(Records excerpted from a collection)
┌──

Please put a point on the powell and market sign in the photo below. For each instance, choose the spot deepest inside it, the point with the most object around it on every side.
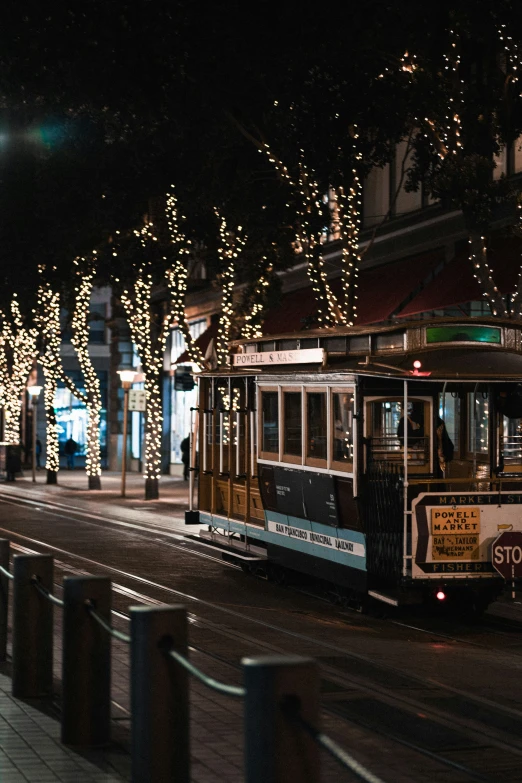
(266, 358)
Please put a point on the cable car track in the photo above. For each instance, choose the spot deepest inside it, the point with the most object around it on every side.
(341, 680)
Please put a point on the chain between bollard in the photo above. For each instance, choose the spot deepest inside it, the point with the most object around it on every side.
(8, 574)
(46, 593)
(122, 637)
(290, 708)
(221, 687)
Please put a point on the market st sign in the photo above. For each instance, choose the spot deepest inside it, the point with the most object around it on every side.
(267, 358)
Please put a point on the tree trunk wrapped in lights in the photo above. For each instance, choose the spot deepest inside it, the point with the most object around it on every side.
(92, 396)
(176, 276)
(230, 247)
(48, 322)
(149, 331)
(17, 355)
(344, 218)
(456, 146)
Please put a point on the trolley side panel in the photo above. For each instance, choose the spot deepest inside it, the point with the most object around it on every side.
(452, 533)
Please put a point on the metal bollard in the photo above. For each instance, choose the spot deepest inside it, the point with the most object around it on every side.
(277, 750)
(32, 627)
(159, 696)
(4, 597)
(86, 662)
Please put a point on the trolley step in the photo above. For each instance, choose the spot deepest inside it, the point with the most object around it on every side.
(229, 547)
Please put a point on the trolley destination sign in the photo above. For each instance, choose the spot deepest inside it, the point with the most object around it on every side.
(269, 358)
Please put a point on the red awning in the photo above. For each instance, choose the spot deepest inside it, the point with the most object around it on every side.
(202, 343)
(384, 288)
(380, 291)
(456, 285)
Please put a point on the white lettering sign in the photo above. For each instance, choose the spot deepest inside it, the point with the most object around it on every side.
(138, 400)
(321, 539)
(306, 356)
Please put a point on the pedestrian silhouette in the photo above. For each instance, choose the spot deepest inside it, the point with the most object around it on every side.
(70, 450)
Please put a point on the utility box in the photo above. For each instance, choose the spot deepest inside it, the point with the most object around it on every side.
(183, 379)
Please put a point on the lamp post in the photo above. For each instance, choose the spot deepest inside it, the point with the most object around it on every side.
(34, 393)
(127, 379)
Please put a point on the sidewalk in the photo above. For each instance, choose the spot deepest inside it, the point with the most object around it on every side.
(30, 748)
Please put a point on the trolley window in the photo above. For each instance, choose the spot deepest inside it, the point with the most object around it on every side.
(269, 411)
(316, 428)
(384, 426)
(478, 415)
(292, 429)
(511, 445)
(342, 429)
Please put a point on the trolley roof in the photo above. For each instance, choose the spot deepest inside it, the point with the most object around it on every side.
(436, 349)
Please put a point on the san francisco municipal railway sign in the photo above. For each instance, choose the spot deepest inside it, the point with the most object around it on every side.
(506, 555)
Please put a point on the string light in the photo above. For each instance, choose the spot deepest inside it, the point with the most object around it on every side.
(47, 318)
(177, 275)
(85, 273)
(446, 137)
(308, 241)
(230, 247)
(18, 351)
(150, 338)
(516, 304)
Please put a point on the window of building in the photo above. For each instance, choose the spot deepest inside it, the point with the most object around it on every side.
(269, 410)
(292, 429)
(376, 196)
(72, 416)
(511, 445)
(316, 427)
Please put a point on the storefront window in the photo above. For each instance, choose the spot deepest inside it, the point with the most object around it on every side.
(316, 425)
(72, 417)
(292, 425)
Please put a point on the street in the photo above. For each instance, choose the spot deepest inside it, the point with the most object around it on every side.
(379, 674)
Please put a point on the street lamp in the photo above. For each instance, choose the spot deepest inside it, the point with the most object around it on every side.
(34, 393)
(127, 379)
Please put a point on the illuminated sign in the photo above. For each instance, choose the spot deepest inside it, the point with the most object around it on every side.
(463, 334)
(267, 358)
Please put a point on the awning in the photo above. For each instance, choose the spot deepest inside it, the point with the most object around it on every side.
(456, 285)
(202, 343)
(384, 288)
(381, 291)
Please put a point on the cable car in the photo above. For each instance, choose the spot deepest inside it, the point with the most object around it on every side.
(382, 461)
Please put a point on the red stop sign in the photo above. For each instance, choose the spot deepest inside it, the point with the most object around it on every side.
(506, 555)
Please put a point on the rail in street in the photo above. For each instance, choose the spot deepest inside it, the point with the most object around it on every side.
(362, 692)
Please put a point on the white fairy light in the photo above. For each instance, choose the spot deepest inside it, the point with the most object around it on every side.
(150, 339)
(18, 351)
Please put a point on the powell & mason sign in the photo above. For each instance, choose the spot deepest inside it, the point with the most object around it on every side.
(267, 358)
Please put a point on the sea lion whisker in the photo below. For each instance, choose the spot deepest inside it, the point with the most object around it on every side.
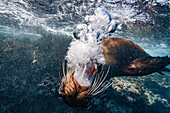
(63, 65)
(103, 88)
(96, 82)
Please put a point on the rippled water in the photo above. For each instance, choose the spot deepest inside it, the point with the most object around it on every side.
(35, 36)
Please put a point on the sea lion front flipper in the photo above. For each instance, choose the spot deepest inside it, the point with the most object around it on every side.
(147, 65)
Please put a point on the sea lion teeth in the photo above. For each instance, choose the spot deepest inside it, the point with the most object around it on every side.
(125, 59)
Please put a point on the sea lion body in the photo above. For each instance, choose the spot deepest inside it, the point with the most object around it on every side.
(128, 59)
(124, 57)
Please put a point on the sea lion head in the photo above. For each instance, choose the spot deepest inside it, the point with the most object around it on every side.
(76, 95)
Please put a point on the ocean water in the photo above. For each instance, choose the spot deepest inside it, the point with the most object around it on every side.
(34, 40)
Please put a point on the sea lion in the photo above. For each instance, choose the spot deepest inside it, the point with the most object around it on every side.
(125, 58)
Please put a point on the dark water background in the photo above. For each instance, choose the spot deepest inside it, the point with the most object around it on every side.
(35, 35)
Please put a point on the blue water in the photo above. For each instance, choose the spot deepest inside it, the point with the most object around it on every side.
(34, 39)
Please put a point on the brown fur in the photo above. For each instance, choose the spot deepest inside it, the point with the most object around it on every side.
(126, 59)
(73, 94)
(129, 59)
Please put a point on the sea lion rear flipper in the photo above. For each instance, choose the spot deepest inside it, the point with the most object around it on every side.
(147, 65)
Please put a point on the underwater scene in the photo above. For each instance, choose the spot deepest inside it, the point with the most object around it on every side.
(37, 36)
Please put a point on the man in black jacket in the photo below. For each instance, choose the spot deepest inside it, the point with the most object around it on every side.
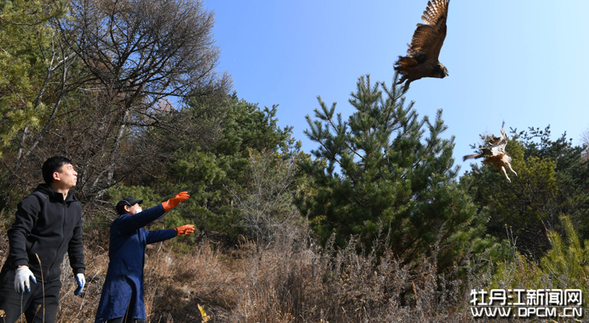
(48, 223)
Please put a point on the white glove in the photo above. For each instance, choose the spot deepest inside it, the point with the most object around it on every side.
(21, 280)
(81, 282)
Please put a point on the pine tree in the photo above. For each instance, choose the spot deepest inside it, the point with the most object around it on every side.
(379, 172)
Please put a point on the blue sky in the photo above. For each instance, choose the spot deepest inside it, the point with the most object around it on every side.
(522, 62)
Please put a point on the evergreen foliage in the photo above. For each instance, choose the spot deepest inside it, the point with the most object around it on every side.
(213, 170)
(551, 181)
(26, 41)
(379, 171)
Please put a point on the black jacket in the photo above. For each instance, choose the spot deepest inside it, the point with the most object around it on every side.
(47, 226)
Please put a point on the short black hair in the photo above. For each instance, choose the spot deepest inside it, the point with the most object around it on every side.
(51, 165)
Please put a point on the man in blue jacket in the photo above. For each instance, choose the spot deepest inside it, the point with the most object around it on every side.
(122, 293)
(48, 223)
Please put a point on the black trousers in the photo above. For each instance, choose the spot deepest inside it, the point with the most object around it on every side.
(31, 304)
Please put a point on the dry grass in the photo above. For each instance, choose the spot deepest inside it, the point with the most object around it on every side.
(290, 281)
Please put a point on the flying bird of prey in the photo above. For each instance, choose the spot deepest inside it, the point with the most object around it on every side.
(422, 55)
(494, 153)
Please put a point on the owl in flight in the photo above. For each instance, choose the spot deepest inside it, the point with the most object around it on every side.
(422, 55)
(494, 153)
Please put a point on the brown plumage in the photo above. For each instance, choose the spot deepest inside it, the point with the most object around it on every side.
(422, 55)
(494, 153)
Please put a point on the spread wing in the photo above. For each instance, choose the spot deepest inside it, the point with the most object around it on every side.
(429, 37)
(497, 145)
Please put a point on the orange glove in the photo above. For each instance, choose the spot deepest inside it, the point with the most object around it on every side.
(186, 230)
(182, 196)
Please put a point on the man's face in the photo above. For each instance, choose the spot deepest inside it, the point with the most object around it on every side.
(66, 175)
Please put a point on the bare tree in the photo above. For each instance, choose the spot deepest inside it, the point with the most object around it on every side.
(119, 70)
(142, 54)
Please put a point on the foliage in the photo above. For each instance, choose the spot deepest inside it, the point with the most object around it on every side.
(377, 171)
(26, 38)
(214, 170)
(106, 75)
(266, 203)
(565, 265)
(551, 181)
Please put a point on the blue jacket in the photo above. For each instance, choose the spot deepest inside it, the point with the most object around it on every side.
(123, 287)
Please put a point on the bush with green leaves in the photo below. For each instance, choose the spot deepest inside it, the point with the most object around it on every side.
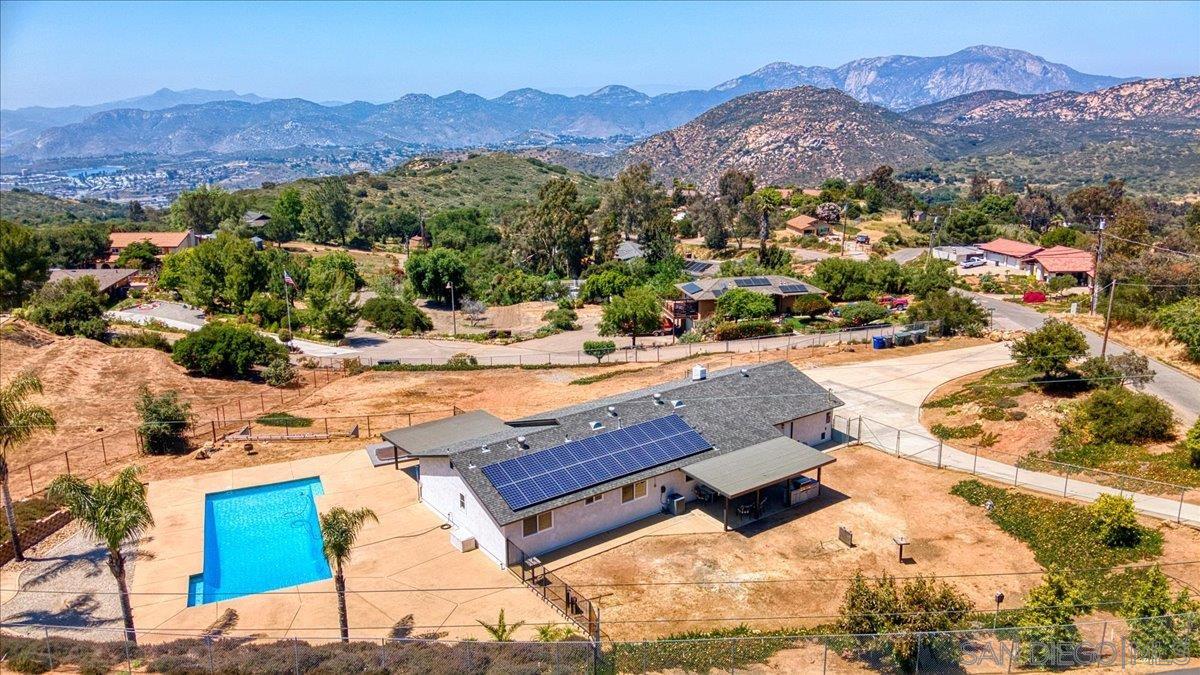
(741, 304)
(862, 314)
(599, 348)
(1050, 348)
(165, 420)
(1120, 416)
(393, 315)
(226, 350)
(71, 306)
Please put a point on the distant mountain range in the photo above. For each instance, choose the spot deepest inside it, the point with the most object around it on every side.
(804, 135)
(171, 123)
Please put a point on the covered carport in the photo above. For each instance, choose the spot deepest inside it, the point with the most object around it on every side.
(779, 464)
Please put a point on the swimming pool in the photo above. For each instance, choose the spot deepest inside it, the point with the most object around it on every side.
(259, 539)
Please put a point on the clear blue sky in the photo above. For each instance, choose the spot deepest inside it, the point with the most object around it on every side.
(61, 53)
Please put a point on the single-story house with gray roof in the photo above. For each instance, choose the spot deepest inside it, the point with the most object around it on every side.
(528, 487)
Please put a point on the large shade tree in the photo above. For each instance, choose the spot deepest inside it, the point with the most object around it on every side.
(19, 420)
(339, 532)
(114, 513)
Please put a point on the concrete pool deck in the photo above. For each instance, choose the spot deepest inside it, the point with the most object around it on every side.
(402, 566)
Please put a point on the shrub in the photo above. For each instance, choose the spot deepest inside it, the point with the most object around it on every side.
(1115, 520)
(743, 329)
(1120, 416)
(71, 306)
(165, 420)
(599, 348)
(393, 315)
(223, 350)
(861, 314)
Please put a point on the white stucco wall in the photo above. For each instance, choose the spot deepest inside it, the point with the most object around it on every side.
(441, 487)
(579, 520)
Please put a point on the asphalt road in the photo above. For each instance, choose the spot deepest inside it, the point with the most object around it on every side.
(1174, 386)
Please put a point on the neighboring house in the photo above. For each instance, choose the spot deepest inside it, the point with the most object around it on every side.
(958, 254)
(1059, 261)
(808, 226)
(529, 487)
(255, 219)
(166, 242)
(1007, 252)
(784, 290)
(113, 281)
(629, 251)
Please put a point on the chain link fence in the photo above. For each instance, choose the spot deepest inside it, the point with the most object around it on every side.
(1143, 645)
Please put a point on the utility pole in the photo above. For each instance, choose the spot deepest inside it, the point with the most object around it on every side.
(1096, 261)
(1108, 317)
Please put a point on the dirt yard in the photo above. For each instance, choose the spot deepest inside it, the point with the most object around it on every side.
(873, 494)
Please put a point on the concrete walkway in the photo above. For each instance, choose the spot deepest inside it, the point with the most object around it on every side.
(887, 396)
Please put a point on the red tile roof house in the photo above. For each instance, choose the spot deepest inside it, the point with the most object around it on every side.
(1057, 261)
(1007, 252)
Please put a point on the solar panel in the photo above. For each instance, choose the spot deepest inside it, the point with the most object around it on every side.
(581, 464)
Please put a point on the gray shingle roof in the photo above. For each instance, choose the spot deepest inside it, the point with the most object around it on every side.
(730, 410)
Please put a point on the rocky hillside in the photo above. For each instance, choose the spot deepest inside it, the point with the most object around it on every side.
(799, 135)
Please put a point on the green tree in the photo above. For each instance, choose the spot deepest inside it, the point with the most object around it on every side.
(431, 272)
(204, 208)
(599, 348)
(226, 350)
(70, 306)
(637, 312)
(19, 420)
(23, 264)
(165, 420)
(958, 315)
(502, 631)
(742, 303)
(1161, 625)
(339, 532)
(285, 216)
(114, 513)
(138, 255)
(1047, 622)
(1049, 350)
(328, 211)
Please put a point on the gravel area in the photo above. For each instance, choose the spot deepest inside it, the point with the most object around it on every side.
(88, 609)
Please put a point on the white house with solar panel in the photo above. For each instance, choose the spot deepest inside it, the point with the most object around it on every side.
(743, 441)
(705, 292)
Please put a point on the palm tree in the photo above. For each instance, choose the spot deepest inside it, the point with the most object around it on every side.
(115, 513)
(503, 631)
(339, 530)
(18, 422)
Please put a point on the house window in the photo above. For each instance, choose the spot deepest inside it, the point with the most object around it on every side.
(539, 523)
(630, 493)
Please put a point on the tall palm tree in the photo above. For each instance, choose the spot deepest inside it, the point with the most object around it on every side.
(18, 423)
(339, 530)
(115, 513)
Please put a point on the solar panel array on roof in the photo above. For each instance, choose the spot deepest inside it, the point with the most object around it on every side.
(793, 288)
(582, 464)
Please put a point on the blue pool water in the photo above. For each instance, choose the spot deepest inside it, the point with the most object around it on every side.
(259, 539)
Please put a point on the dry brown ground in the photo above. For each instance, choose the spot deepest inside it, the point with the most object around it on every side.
(875, 495)
(1145, 339)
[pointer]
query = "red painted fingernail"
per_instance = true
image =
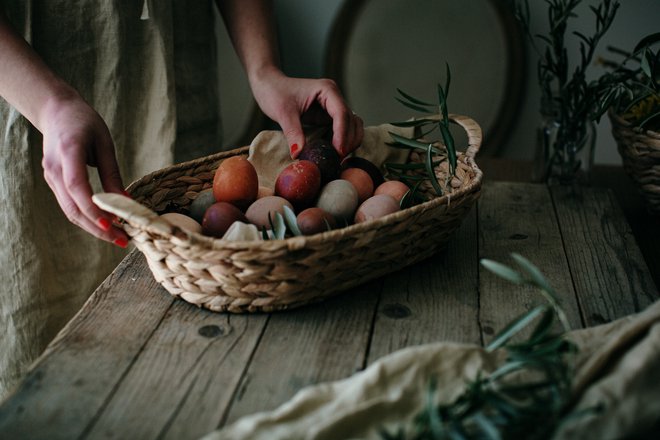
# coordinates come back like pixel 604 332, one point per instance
pixel 104 223
pixel 121 242
pixel 295 149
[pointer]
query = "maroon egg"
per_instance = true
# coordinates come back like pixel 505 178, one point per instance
pixel 299 183
pixel 323 154
pixel 366 165
pixel 314 220
pixel 219 217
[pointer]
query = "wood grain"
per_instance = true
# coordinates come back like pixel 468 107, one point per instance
pixel 520 218
pixel 317 343
pixel 609 273
pixel 71 383
pixel 435 300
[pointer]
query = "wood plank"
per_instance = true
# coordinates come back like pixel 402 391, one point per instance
pixel 432 301
pixel 185 377
pixel 76 375
pixel 609 272
pixel 316 343
pixel 517 217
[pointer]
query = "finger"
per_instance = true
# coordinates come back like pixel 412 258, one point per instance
pixel 292 129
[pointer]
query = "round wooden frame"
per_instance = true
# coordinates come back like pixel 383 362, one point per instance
pixel 516 72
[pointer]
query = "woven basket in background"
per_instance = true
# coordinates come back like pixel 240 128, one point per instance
pixel 640 151
pixel 250 276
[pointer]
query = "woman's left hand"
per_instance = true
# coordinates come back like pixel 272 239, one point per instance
pixel 292 102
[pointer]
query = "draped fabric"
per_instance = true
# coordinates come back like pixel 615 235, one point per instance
pixel 149 69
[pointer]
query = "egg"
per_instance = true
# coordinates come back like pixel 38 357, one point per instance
pixel 323 155
pixel 375 207
pixel 314 220
pixel 361 181
pixel 257 213
pixel 265 191
pixel 219 217
pixel 366 165
pixel 236 182
pixel 393 188
pixel 182 221
pixel 299 183
pixel 201 203
pixel 340 199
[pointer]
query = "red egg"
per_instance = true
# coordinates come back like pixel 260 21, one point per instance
pixel 393 188
pixel 314 220
pixel 236 182
pixel 299 183
pixel 361 181
pixel 219 217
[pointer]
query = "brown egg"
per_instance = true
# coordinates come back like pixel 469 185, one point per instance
pixel 199 206
pixel 366 165
pixel 257 213
pixel 339 198
pixel 361 181
pixel 236 182
pixel 314 220
pixel 393 188
pixel 219 217
pixel 265 191
pixel 182 222
pixel 299 183
pixel 376 207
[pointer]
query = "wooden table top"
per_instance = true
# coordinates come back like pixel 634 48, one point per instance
pixel 137 363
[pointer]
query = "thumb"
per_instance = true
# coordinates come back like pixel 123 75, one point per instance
pixel 295 137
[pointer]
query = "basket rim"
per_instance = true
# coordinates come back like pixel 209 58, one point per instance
pixel 195 239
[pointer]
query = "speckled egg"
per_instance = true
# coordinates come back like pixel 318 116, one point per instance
pixel 340 199
pixel 219 217
pixel 182 221
pixel 376 207
pixel 314 220
pixel 361 181
pixel 199 206
pixel 257 213
pixel 393 188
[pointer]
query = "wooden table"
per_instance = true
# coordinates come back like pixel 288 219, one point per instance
pixel 136 363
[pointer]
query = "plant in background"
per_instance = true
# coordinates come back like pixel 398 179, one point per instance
pixel 528 396
pixel 635 83
pixel 570 103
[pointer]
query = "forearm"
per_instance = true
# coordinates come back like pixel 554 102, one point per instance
pixel 26 82
pixel 252 30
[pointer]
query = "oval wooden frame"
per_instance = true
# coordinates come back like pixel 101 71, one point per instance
pixel 516 66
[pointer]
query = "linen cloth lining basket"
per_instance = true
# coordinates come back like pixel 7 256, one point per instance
pixel 640 152
pixel 253 276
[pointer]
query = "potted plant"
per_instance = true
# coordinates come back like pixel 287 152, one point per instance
pixel 634 87
pixel 571 104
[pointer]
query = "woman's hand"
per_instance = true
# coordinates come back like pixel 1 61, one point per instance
pixel 292 102
pixel 75 136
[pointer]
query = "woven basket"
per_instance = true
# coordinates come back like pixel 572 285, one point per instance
pixel 250 276
pixel 640 151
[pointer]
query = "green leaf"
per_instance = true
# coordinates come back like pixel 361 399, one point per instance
pixel 413 99
pixel 291 221
pixel 515 327
pixel 503 271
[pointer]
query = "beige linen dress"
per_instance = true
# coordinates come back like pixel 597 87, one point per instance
pixel 149 68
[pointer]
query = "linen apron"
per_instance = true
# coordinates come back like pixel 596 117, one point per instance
pixel 149 69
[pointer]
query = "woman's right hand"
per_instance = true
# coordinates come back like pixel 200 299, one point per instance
pixel 74 136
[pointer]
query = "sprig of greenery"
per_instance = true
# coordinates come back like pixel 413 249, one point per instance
pixel 525 397
pixel 433 152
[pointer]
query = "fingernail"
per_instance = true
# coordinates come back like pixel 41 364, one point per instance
pixel 295 149
pixel 104 223
pixel 121 242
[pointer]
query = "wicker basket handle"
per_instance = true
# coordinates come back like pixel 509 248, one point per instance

└──

INSTRUCTIONS FOR THE TASK -> Every line in the data that holds the string "woman" should be copied.

THE ANSWER ->
query = "woman's left hand"
query = "woman's hand"
query = "woman's right hand"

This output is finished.